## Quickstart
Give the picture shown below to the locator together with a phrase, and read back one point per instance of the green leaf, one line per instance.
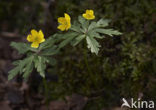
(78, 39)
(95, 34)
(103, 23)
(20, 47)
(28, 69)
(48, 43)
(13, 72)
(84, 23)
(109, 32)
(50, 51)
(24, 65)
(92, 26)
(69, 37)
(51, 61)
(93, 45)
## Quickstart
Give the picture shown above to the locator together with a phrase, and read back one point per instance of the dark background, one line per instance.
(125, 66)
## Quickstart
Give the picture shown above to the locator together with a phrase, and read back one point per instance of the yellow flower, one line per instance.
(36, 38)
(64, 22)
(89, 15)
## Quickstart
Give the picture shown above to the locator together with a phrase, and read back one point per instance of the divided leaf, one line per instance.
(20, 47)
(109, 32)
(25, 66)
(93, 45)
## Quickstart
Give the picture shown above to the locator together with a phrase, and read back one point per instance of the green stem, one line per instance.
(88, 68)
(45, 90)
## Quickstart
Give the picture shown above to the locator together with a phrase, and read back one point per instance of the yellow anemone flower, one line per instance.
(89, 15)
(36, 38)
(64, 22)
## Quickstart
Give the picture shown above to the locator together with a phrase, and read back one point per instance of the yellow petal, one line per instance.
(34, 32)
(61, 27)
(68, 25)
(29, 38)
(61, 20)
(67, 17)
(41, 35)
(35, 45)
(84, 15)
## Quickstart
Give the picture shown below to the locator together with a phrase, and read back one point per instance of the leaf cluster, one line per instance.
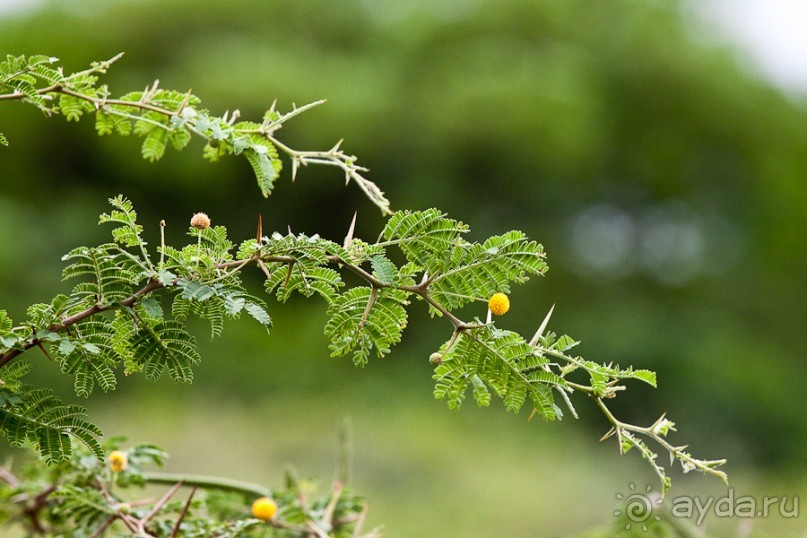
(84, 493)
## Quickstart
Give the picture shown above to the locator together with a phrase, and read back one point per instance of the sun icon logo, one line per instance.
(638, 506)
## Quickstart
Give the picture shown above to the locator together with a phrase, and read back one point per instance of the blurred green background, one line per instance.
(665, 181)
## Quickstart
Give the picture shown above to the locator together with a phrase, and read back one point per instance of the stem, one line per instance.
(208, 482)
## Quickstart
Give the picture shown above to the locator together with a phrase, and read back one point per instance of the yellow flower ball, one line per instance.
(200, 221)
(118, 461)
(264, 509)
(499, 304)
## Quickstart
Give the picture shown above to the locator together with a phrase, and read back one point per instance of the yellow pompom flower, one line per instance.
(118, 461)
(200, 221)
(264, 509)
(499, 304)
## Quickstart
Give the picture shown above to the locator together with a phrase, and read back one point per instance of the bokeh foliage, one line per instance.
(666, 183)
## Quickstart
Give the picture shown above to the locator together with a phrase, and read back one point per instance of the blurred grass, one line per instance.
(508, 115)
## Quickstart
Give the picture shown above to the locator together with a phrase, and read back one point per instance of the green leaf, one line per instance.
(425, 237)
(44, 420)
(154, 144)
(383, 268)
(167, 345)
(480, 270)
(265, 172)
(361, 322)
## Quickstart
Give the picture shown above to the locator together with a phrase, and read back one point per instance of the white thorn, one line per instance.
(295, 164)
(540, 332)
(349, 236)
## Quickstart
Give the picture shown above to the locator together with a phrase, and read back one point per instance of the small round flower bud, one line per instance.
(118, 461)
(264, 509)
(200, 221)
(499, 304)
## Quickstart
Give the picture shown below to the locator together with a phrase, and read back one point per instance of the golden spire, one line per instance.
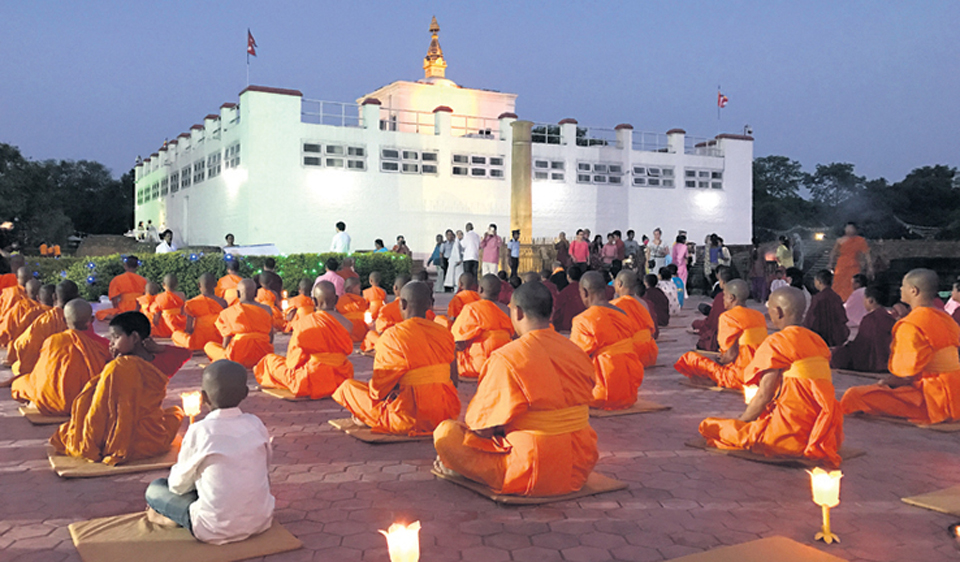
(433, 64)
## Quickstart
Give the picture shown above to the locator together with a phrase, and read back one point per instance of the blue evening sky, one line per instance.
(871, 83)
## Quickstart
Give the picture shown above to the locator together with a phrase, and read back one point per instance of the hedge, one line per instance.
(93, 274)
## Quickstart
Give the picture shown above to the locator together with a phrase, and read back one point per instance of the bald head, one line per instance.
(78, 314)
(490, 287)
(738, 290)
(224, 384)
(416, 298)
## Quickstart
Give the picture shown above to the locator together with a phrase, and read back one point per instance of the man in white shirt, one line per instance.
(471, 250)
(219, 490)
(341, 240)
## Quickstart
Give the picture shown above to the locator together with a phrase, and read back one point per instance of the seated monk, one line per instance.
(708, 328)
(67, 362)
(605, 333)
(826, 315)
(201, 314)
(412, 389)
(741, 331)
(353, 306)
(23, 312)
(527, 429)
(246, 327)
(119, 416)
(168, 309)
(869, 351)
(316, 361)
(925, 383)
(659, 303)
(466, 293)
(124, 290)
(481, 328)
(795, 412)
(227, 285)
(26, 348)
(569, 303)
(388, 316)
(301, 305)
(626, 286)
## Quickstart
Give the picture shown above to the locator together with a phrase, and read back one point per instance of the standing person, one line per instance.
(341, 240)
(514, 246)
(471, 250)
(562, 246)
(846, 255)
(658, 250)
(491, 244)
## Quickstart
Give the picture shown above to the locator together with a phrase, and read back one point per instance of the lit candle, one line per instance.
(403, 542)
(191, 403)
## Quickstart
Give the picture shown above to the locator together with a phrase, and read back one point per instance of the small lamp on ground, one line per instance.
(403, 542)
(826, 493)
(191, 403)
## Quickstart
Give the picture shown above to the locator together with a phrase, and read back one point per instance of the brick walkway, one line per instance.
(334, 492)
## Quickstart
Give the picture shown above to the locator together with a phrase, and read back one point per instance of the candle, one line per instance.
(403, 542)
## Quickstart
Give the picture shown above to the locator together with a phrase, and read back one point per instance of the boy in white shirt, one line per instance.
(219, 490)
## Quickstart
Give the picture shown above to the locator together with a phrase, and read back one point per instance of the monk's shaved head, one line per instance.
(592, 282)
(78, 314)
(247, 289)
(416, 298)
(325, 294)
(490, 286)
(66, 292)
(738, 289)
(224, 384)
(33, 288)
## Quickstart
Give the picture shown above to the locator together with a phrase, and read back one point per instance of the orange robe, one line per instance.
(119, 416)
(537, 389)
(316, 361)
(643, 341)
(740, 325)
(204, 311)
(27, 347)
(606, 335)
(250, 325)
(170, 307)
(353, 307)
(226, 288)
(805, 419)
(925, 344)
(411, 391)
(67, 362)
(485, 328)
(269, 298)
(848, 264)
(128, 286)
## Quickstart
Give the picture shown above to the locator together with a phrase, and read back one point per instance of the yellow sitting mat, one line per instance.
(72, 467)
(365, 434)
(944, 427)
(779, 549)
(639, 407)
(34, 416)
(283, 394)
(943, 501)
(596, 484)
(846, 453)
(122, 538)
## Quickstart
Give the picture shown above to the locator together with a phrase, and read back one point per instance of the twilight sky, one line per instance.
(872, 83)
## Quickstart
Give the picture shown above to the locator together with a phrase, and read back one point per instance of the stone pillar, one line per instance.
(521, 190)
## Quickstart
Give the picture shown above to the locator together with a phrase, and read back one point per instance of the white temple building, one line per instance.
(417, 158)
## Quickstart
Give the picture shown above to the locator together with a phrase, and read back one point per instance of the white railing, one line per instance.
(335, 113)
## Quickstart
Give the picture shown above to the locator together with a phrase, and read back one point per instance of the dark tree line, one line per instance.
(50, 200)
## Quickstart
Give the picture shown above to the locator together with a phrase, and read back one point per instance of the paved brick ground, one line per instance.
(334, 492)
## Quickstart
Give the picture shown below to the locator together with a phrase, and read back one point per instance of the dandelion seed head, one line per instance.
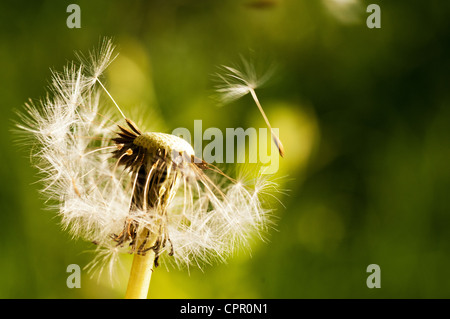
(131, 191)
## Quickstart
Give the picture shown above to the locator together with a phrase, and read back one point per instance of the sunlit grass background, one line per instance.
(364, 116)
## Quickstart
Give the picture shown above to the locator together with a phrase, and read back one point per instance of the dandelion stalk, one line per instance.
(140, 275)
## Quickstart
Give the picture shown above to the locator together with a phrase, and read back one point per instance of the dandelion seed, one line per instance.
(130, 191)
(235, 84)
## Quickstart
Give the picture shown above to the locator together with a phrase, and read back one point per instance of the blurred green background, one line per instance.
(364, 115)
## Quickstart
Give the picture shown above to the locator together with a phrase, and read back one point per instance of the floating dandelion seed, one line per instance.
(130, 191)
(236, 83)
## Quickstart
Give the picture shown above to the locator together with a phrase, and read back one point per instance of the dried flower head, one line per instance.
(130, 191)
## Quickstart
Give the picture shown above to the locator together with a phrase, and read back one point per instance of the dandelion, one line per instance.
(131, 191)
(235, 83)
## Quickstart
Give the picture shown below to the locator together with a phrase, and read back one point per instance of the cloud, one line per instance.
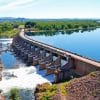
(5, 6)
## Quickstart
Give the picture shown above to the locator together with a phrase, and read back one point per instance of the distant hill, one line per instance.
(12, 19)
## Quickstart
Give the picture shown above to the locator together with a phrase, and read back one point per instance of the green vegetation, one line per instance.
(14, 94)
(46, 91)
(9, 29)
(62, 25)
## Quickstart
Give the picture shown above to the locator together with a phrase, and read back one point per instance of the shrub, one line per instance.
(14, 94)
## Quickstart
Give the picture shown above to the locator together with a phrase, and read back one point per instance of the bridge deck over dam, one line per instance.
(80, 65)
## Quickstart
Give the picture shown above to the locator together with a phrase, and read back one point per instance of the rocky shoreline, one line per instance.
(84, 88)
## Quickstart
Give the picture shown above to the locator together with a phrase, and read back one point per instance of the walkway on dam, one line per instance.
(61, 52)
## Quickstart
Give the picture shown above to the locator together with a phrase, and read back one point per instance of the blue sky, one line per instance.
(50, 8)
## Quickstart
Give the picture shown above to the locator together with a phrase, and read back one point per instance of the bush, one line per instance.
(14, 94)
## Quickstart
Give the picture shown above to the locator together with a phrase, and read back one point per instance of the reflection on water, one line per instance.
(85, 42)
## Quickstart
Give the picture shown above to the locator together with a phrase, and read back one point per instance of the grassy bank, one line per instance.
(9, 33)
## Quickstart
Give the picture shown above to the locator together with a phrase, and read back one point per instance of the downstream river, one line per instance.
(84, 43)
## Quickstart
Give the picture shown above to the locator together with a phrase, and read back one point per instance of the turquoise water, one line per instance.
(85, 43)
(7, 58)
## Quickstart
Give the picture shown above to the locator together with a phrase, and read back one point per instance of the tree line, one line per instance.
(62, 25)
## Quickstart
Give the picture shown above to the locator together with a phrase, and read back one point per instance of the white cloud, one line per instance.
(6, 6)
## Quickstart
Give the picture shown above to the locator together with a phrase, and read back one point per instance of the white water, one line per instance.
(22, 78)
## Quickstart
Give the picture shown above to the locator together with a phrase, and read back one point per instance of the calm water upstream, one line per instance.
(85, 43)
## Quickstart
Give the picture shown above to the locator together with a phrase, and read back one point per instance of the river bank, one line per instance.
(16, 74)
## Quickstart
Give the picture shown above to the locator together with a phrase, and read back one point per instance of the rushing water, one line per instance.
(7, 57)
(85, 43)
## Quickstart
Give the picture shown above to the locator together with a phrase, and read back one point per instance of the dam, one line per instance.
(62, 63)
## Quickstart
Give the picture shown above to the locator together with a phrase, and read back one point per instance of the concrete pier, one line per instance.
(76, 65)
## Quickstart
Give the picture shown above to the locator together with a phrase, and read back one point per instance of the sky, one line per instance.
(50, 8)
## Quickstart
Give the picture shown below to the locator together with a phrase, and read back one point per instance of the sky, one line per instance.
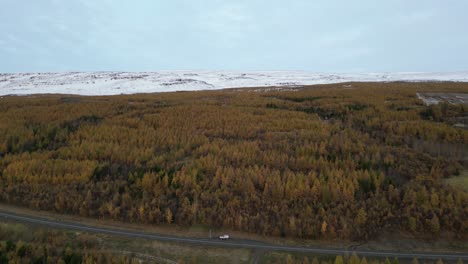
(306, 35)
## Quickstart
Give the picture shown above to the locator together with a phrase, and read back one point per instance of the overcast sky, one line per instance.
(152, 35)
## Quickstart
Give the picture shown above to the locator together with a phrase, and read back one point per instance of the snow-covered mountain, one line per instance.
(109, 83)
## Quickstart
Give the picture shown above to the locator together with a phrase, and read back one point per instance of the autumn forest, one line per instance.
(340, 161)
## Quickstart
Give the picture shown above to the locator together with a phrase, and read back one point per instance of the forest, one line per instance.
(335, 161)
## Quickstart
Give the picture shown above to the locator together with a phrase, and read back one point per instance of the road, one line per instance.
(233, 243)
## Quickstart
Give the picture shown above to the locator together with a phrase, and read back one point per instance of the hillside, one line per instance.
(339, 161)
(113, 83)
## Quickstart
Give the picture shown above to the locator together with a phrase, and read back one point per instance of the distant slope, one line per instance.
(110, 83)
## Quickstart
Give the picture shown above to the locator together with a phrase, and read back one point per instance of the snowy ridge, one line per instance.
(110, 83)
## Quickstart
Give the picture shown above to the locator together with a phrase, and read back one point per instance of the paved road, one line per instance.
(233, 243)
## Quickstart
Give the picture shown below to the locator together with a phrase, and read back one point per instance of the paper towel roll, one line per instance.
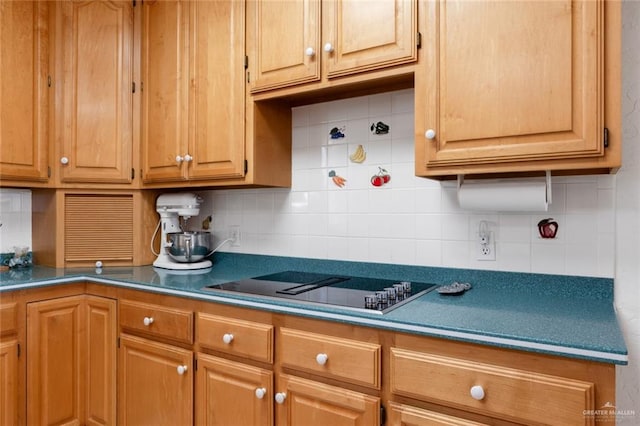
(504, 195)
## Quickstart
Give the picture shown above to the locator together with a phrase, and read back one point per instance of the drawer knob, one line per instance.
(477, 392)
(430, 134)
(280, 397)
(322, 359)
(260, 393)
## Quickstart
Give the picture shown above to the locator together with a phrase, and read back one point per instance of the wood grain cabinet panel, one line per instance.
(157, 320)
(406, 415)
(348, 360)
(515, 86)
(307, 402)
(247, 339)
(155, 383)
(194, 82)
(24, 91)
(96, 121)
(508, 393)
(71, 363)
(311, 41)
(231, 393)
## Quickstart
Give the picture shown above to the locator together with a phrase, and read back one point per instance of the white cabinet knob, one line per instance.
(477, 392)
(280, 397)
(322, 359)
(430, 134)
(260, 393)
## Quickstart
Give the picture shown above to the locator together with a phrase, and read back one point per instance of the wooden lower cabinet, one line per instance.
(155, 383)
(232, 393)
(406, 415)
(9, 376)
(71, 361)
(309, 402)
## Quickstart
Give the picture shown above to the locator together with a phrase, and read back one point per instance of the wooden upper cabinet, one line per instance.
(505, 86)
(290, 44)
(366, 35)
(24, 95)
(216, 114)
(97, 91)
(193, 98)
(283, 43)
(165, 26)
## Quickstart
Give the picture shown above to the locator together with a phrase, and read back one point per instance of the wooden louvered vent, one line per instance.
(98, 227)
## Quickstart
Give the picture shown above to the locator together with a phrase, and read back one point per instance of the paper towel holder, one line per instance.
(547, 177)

:::::

Return every line of the records above that contains the word "leaf".

### Result below
Give the picture shown below to the locator together with a phrase, and read back one point per instance of the green leaf, one line per instance.
Give the picture shown above to the locator together with a phrase, and read back one point per instance of the divided leaf, one line per instance.
Give the picture shown below to the locator together with a phrase, and read back one point per instance of the leaf cluster, one line per instance.
Give the picture shown above to the locator together with a phrase, and read back one point per instance of the green leaf, one line per instance.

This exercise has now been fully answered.